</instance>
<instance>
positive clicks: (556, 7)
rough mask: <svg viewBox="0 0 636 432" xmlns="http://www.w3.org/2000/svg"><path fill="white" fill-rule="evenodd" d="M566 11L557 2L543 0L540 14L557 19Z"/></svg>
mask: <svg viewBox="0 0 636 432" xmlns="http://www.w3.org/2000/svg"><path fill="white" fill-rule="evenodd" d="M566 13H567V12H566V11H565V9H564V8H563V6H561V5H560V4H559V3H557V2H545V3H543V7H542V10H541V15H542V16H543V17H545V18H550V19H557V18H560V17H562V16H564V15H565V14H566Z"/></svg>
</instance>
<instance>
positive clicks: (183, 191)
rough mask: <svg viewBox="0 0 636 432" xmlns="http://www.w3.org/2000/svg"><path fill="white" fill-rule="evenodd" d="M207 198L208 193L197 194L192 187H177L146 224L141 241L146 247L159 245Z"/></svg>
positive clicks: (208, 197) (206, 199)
● ● ● ● ● ● ●
- [Assignment]: Rewrite every line of the material above as a numbered list, leaving out any blank lines.

- [Your solution]:
1. </instance>
2. <instance>
3. positive clicks: (556, 7)
4. rough mask: <svg viewBox="0 0 636 432" xmlns="http://www.w3.org/2000/svg"><path fill="white" fill-rule="evenodd" d="M566 11L557 2L543 0L540 14L557 19Z"/></svg>
5. mask: <svg viewBox="0 0 636 432" xmlns="http://www.w3.org/2000/svg"><path fill="white" fill-rule="evenodd" d="M566 13H567V12H566V11H565V9H564V8H563V6H561V5H560V4H559V3H557V2H545V3H543V7H542V10H541V15H542V16H543V17H545V18H550V19H557V18H560V17H562V16H564V15H565V14H566Z"/></svg>
6. </instance>
7. <instance>
8. positive clicks: (183, 191)
9. rough mask: <svg viewBox="0 0 636 432" xmlns="http://www.w3.org/2000/svg"><path fill="white" fill-rule="evenodd" d="M207 198L208 193L197 194L192 187H177L146 224L141 241L146 247L159 245Z"/></svg>
10. positive clicks: (208, 197) (206, 199)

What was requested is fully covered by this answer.